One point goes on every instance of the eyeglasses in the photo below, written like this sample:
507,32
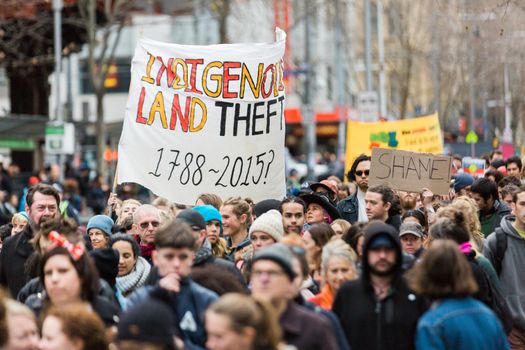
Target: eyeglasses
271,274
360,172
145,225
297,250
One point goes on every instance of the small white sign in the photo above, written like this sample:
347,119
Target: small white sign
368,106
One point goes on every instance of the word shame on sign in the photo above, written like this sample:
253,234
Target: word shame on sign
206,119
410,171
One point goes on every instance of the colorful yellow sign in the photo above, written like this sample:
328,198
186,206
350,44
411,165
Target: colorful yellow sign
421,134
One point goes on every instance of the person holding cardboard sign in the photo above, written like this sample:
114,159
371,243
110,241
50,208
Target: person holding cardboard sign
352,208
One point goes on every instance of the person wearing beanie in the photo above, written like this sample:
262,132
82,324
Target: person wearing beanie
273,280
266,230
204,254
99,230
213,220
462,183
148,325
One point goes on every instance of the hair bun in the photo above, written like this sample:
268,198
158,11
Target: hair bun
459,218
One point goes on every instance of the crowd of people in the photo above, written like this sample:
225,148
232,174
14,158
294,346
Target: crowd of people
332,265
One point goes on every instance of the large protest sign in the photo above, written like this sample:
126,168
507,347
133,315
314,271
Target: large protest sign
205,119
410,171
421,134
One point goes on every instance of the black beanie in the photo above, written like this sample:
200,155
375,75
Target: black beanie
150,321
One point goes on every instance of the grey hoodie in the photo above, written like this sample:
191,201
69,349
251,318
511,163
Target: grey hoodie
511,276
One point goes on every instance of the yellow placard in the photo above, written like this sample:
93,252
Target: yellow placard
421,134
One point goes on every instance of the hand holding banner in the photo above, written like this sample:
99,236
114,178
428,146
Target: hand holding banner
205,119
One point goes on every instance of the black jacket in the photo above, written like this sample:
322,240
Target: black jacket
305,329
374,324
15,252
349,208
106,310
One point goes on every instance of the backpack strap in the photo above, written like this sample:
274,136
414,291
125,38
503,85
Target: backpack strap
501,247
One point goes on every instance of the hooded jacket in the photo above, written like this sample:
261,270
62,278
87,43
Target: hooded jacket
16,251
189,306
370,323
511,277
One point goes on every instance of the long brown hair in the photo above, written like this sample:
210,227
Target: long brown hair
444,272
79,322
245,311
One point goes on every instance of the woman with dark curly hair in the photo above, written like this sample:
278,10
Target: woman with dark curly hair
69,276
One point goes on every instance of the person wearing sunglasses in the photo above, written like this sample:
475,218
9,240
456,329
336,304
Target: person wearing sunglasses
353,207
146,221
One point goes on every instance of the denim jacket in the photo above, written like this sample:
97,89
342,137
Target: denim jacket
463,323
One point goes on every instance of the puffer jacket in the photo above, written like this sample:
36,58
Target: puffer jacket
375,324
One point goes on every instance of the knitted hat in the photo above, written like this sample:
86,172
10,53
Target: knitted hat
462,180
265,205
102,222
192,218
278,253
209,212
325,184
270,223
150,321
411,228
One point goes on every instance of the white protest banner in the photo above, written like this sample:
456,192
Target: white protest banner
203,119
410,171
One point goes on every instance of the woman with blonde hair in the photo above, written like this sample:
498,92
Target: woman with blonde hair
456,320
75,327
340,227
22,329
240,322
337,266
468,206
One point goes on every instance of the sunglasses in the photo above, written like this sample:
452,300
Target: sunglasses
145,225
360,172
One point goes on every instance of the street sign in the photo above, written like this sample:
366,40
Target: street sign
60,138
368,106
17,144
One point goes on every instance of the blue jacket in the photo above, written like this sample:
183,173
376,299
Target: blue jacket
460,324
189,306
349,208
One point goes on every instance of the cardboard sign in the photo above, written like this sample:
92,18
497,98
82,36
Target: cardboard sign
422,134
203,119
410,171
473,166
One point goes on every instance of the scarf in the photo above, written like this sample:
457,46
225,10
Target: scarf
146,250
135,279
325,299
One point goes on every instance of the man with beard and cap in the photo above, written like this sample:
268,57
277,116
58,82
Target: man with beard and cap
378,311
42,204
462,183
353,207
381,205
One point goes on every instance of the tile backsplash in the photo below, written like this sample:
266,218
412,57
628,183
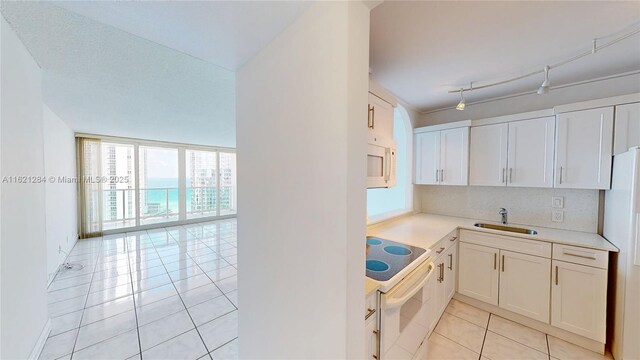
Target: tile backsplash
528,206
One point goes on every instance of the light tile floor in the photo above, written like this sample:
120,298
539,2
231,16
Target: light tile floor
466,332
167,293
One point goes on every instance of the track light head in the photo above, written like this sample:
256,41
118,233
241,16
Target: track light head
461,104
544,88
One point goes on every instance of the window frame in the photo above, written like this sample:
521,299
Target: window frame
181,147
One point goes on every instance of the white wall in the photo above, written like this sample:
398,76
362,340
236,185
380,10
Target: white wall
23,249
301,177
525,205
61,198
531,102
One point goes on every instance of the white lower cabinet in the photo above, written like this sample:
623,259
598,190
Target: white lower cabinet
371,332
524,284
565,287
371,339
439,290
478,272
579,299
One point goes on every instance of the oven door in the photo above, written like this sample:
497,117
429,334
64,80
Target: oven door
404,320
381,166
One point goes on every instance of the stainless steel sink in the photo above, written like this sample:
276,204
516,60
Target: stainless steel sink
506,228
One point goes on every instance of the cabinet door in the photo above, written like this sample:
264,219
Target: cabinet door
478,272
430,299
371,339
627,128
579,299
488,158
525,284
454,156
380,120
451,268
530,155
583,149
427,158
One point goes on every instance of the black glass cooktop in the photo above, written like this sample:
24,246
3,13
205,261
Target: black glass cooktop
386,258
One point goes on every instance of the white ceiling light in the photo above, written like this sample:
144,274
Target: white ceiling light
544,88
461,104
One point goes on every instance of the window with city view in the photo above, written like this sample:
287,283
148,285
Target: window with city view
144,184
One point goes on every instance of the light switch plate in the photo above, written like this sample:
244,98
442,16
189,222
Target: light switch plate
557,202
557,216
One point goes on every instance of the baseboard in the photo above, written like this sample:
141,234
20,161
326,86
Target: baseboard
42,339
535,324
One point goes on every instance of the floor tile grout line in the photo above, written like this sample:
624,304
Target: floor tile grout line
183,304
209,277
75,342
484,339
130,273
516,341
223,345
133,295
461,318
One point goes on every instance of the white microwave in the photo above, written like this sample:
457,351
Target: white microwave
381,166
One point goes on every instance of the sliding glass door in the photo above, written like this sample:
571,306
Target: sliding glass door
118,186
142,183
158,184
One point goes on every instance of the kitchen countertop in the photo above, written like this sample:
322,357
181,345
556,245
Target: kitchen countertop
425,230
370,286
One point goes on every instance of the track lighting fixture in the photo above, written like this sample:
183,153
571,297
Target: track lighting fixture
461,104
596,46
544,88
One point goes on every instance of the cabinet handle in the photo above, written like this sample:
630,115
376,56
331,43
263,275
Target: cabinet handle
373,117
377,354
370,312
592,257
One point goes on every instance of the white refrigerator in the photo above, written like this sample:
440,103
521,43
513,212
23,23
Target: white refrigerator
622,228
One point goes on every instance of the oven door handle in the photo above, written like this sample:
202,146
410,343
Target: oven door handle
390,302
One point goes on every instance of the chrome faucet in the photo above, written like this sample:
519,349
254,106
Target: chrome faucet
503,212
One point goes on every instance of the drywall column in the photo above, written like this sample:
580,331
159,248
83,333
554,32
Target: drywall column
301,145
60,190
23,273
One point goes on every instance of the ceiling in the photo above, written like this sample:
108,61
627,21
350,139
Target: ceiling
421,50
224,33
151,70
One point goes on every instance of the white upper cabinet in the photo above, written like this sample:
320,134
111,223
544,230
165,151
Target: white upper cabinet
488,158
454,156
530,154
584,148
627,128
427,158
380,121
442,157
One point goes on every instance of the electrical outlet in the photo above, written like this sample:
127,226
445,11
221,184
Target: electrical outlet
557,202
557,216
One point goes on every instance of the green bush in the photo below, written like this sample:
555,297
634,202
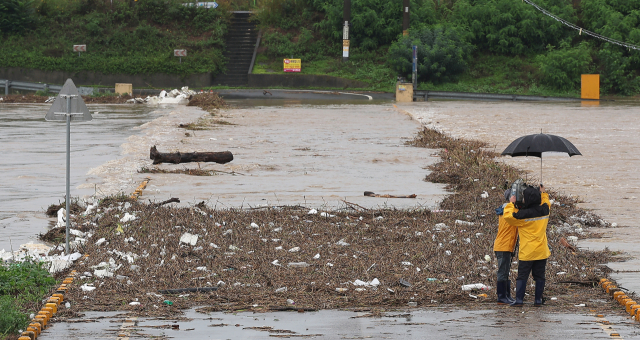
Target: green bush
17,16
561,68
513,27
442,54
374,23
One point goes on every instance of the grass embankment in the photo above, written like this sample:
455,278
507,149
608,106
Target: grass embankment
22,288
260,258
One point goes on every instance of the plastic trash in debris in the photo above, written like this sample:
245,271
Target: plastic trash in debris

++++

AIM OF THE TASK:
Each line above with the word "debris" needs to be copied.

SOLVED EXERCISE:
One point goes on every instance of the plastic trash in debris in the photo above, written like this sample:
Target: plastic trash in debris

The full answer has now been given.